タスマニア島には、人が乗れる鉄道は敷かれていない。明確に調べもせずに来てしまったけれど、ホバートの街中にあるのは「メトロ」と書かれたバスの表示だけで、地下鉄もトラムも走っていなかった。長距離を走る鉄道の話題も聞かない。
ところが、だ。ボノロングに向かうバスは、貨物列車とすれ違った! 
バスの反対側の窓に向かってシャッターを切る。スマホの、ぶれた写真(画面の半分はバス座席)しか撮れなかったが、たしかに列車が走っていた。バスの走る道は少しずつ「悪路」になりつつあり、あらかた線路と並行しているようだった。酪農とワイナリーがこれだけ広いエリアに点在していれば、鉄道の必要性もあるだろう。熱烈ではないが「てっちゃん」の端くれとして、この貨物列車遭遇が、かなり得した気分になったことは間違いない。少しだけ気持ちが快復する。

田園風景はひたすらに「のっぱら」に近くなり、点在する家と家との距離が確実に離れていく。舗装されている道路から、赤い土煙のあがる路地に折れる。大げさでなく、舞い上がる土煙の量が半端ない・・・
子どもの頃、千葉の親戚の家に行く時にはこんな道を通ったなぁとぼんやり思い出す。そうだ、船橋の祖母の家に向かうにはもうもうと土煙のあがるバスロータリーを、決死の覚悟で横切って(これも大げさではない)、目的のバスに乗っていた。信じられない。船橋駅前の変貌ぶりもだが、あれからほぼ半世紀経っているのだという事実も。
頭の中が千葉県にトリップしながら、入園に料金がかかるのかどうかもよくわからないまま、手続きをするDさんについていく。受付事務所の屋根をちょっと延長したような通路でDさんは人数を数え、頭数分の小さな紙袋をひとつずつ配った。かつて駄菓子屋で、きなこ棒を入れてもらっていたような紙袋。中にはペレット状の餌が入っている。給餌のことはひとまずおいて、ぞろぞろと前の人に続く。
30年ほど前、オーストラリアの別の街に出向いた際には、「自然保護区」の位置づけがよくわからなかった。当時は「コアラのだっこ写真撮影」が観光客向けにされていたし、おそらくだが、今よりも動物に迫る「危機」に切迫感がない社会だったように思う。実際、ホームステイ先のママ(一般論で言えば、生活レベルも知的レベルも中の上という主婦)は、「自分たちが守りたい動物のために猫を殺して歩く人たちの集団」という辛辣な評価さえしていたのを記憶している。
そして今も「自然保護区」に対してわたしはかなり勝手な解釈をしている。傷ついたり、路頭に迷う野生動物(当時も交通事故は相当問題になっていたが、最近は山火事で焼け出される場面が圧倒的に多い印象がある)を保護し、一部は展示して収入を得てそれを管理費に充てている場所、と考えている。一定の公共支援(税金等の投入)もあるのだろうけれどもそれほど十分ではない。多くは寄付で成り立っているのではないか。かつてのママの解釈ほど極端でないにせよ、おそらくそこにはいろいろな意見がある。例えば、希少になりつつある動物の保護も大事だけれど、「わたしたち」の生活に目を向けてくれても(投資しても)いいんじゃないの、といったような。

=-=-=-=-=

- 出題 A: 本文のうち「ところが、だ。ボノロングに向かうバスは、貨物列車とすれ違った!」から「経っているのだという事実も。」までの箇所を、一字一句そのまま書き写してください。
- 出題 B: 本文で丸括弧に入れて書かれている語句をすべて、現れる順に挙げてください。
本文の内容だけを根拠としてください。

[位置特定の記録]
=-=-=-=-=

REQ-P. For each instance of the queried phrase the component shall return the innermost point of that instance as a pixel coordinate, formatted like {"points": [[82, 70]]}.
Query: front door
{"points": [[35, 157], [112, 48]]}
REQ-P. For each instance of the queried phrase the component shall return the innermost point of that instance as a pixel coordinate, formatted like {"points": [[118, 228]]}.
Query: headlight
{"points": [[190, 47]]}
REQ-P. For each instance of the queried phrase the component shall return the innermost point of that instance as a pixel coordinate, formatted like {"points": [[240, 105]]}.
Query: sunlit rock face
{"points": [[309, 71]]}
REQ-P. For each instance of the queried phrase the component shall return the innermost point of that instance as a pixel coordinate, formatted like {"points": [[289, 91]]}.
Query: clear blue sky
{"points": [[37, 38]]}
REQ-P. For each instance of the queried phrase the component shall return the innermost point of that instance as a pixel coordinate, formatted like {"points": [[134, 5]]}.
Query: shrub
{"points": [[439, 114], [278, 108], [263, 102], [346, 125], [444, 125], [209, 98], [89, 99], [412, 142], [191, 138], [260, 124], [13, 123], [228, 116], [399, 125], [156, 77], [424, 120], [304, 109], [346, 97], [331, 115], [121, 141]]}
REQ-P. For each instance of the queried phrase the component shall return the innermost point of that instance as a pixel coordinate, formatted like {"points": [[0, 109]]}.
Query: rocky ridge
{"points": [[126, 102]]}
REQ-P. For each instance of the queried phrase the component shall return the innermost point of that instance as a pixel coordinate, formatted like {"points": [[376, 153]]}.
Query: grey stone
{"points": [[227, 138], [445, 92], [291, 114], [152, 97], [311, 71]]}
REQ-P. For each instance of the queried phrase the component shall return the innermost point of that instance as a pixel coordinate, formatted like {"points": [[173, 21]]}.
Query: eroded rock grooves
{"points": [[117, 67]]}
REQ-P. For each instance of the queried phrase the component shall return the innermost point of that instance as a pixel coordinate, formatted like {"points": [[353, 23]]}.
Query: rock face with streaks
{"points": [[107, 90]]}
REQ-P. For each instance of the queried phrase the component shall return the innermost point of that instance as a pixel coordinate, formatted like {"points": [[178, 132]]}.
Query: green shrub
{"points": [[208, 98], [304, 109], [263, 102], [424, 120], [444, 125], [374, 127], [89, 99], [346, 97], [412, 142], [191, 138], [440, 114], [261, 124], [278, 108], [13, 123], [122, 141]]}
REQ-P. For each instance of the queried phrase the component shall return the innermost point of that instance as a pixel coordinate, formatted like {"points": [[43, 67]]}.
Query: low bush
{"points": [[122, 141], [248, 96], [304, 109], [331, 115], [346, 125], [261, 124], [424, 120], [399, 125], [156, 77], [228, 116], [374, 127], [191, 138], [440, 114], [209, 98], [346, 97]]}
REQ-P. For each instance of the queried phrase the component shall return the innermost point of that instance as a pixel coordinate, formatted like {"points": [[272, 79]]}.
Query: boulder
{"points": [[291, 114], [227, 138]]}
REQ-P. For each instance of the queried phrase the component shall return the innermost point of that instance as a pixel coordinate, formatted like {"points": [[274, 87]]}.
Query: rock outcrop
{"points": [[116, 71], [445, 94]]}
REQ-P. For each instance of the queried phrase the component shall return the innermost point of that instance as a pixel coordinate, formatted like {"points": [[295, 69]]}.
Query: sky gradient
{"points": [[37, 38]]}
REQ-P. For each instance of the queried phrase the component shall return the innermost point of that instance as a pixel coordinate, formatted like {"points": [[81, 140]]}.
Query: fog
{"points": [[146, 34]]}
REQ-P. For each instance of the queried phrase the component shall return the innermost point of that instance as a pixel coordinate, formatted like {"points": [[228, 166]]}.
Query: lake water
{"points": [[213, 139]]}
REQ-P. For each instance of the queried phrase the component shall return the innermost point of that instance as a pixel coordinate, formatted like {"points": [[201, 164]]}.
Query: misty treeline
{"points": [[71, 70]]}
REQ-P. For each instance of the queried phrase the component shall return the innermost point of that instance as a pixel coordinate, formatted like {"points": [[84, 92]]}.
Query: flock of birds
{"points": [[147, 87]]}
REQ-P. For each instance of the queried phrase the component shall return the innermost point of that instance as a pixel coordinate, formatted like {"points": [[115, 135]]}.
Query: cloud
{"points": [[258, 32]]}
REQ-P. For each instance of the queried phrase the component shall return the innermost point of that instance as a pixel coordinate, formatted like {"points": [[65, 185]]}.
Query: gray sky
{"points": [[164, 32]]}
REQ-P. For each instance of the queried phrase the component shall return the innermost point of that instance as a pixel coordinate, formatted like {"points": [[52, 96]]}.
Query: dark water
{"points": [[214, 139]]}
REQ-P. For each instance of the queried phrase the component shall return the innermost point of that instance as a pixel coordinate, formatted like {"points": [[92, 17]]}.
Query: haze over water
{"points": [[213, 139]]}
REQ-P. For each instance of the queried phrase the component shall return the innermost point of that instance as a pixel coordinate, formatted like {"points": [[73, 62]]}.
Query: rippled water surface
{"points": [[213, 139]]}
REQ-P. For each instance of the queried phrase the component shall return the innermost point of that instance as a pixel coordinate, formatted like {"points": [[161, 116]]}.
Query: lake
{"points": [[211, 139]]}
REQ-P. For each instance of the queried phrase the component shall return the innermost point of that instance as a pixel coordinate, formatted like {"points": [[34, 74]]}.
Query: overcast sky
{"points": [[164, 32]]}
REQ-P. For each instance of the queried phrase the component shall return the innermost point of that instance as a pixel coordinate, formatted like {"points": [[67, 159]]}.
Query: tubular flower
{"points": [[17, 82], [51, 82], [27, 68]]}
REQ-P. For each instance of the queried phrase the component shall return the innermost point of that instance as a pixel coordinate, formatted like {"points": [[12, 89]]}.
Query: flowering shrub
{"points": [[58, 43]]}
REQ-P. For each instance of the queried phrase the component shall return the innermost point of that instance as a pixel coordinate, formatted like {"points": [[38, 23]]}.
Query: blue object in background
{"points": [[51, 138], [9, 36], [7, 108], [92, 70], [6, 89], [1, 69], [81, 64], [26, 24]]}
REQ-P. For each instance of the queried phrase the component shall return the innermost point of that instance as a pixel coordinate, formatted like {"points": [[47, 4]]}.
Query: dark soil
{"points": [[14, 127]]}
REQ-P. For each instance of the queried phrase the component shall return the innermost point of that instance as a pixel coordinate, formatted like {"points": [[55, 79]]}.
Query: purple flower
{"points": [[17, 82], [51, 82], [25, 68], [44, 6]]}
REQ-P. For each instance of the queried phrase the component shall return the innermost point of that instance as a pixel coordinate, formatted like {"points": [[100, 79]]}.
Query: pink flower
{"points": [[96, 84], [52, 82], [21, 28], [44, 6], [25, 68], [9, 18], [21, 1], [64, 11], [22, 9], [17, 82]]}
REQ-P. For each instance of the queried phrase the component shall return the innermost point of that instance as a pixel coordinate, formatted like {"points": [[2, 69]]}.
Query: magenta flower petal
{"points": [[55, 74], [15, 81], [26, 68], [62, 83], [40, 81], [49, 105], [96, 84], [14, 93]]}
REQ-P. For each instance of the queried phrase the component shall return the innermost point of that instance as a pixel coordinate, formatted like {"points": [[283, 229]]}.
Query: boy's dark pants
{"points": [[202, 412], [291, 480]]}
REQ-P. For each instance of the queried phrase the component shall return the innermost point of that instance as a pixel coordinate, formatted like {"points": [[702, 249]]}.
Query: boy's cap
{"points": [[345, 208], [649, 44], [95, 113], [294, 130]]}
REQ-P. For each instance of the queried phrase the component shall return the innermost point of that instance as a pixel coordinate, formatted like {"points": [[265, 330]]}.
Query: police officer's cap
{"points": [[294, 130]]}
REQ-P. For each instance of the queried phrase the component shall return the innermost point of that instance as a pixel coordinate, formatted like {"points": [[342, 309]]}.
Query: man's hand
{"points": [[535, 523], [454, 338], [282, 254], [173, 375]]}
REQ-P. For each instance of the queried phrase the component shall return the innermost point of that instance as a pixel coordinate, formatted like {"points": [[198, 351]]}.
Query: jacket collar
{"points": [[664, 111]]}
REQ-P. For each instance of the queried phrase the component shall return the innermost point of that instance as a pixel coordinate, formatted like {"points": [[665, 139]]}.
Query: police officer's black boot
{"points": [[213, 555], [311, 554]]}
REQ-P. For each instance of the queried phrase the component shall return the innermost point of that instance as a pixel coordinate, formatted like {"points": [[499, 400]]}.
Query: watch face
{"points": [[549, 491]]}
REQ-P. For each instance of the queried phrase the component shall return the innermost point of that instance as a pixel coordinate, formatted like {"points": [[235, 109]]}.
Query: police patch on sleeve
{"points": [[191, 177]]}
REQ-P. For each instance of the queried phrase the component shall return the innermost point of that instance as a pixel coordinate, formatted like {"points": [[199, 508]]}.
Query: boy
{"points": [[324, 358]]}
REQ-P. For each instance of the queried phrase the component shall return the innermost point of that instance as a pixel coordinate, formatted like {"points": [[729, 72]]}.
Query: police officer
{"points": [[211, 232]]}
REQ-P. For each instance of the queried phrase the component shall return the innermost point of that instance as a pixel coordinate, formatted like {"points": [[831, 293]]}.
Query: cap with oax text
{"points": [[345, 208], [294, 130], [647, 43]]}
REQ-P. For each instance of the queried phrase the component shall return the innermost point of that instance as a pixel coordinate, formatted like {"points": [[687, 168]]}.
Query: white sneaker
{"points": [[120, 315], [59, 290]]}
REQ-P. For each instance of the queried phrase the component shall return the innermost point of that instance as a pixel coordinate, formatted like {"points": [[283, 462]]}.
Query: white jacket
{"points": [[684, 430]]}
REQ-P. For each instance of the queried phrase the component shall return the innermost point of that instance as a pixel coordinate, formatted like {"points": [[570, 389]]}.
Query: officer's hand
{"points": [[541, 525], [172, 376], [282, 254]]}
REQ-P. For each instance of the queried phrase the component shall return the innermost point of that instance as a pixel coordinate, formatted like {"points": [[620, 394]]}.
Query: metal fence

=-=-=-=-=

- 解答例 A:
ところが、だ。ボノロングに向かうバスは、貨物列車とすれ違った! 
バスの反対側の窓に向かってシャッターを切る。スマホの、ぶれた写真(画面の半分はバス座席)しか撮れなかったが、たしかに列車が走っていた。バスの走る道は少しずつ「悪路」になりつつあり、あらかた線路と並行しているようだった。酪農とワイナリーがこれだけ広いエリアに点在していれば、鉄道の必要性もあるだろう。熱烈ではないが「てっちゃん」の端くれとして、この貨物列車遭遇が、かなり得した気分になったことは間違いない。少しだけ気持ちが快復する。

田園風景はひたすらに「のっぱら」に近くなり、点在する家と家との距離が確実に離れていく。舗装されている道路から、赤い土煙のあがる路地に折れる。大げさでなく、舞い上がる土煙の量が半端ない・・・
子どもの頃、千葉の親戚の家に行く時にはこんな道を通ったなぁとぼんやり思い出す。そうだ、船橋の祖母の家に向かうにはもうもうと土煙のあがるバスロータリーを、決死の覚悟で横切って(これも大げさではない)、目的のバスに乗っていた。信じられない。船橋駅前の変貌ぶりもだが、あれからほぼ半世紀経っているのだという事実も。

- 解答例 B:
・画面の半分はバス座席
・これも大げさではない
・一般論で言えば、生活レベルも知的レベルも中の上という主婦
・当時も交通事故は相当問題になっていたが、最近は山火事で焼け出される場面が圧倒的に多い印象がある
・税金等の投入
・投資しても